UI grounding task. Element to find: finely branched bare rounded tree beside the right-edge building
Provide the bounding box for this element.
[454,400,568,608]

——

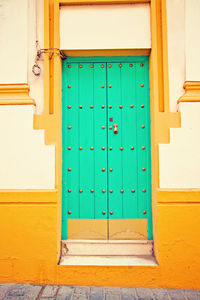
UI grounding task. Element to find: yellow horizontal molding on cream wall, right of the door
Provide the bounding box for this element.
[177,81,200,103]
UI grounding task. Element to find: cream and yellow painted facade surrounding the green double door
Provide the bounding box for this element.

——

Check all the records above and select each line where the string "cream" is found.

UI grounding task. Element to find: yellow horizontal molding on cream wall, right of the door
UI grounding task. Element to find: cream and yellow painted facade surrounding the green double door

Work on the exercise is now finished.